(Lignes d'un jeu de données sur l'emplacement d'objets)
******

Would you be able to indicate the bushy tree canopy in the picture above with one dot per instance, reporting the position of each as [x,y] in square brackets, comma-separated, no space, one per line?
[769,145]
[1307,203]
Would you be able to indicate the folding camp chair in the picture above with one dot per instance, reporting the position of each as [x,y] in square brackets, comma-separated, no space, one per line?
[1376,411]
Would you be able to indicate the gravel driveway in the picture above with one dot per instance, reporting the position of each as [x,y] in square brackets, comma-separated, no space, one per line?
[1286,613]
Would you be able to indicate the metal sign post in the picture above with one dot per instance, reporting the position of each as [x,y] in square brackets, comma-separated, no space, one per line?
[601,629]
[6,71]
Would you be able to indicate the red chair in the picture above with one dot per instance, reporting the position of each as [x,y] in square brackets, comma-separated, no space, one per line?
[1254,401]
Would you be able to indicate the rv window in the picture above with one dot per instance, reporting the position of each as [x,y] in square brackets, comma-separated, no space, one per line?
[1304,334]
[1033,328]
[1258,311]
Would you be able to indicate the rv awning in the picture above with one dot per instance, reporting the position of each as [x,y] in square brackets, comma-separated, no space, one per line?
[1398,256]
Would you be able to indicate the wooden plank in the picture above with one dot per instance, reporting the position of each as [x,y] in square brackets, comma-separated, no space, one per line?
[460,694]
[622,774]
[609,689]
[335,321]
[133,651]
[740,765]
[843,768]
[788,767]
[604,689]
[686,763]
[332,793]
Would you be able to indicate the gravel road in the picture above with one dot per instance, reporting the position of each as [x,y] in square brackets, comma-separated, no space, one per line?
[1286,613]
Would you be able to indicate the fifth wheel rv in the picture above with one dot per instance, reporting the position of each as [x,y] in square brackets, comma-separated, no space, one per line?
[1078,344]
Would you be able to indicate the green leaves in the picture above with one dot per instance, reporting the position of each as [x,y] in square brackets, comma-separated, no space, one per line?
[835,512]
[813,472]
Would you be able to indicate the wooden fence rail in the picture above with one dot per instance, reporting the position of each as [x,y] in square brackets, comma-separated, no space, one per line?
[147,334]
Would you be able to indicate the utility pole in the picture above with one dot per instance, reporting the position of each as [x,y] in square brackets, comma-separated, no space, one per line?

******

Pouvez-vous recopier les items de la ligne contenant « Would you be able to indicate the wooden fence » jusqu'à la fin, en changeant « utility pole » en « telephone pole » et sans rien modifier d'autre ?

Would you be able to indicate the wooden fence rail in the picture above with one dot per instance, reporting the position of each as [x,y] in square brackets, comma-separated, no space, one per line?
[147,334]
Would you be able to indicate the telephone pole in the picture above with one dot per instance, reporting the position of each as [x,y] in square brackets, comma-separated, no space, one per line?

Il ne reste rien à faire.